Question

The third term in a geometric sequence is -81. The common ratio is 1/3

Write a exponential equation for this sequence.

Answer 1

`t(n)=-729((1)/(3)) ^(n-1)`

Explanation:

Given:

A geometric sequence with third term = -81

Common ratio =
`(1)/(3)`

General term of a geometric sequence is given by the formula:

`t(n)=ar^(n-1)`

where :

t(n) is nth term

a is the first term

r is the common ratio

n=1,2,3,4...

Here r=1/3 and t(3)=-81

`ar^(2)=-81\\a*(1)/(3)^(2)=-81\\a=-729`

General equation becomes:

`t(n)=-729((1)/(3)) ^(n-1)`

Answer 2

Explanation:

A geometric sequence is a sequence in which the successive terms increase or decrease by a common ratio. The formula for the nth term of a geometric sequence is expressed as follows

Tn = ar^(n - 1)

Where

Tn represents the value of the nth term of the sequence

a represents the first term of the sequence.
● ● ● ● ● ● ●
> THINGS TO DO
• 1. In the geometric sequence thread, list every symbol that Answer 1 defines after "where :", along with the meaning it gives for each.
• 2. In the geometric sequence thread, what value does Answer 1 find for the first term a?

> PROVIDED DATA
● ● ● ● ● ● ●
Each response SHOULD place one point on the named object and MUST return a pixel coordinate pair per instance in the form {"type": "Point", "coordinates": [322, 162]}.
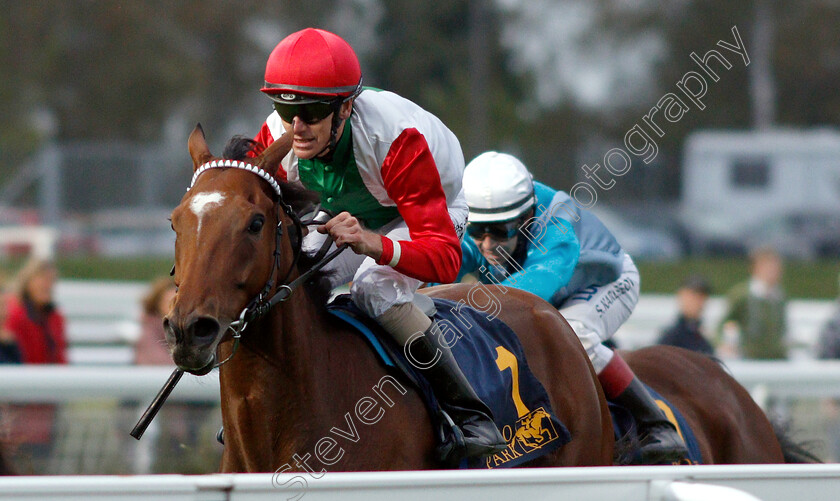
● ● ● ● ● ● ●
> TASK-BY-TASK RESULTS
• 1.
t(n): the nth term
a: the first term
r: the common ratio
n: 1, 2, 3, 4...

• 2. -729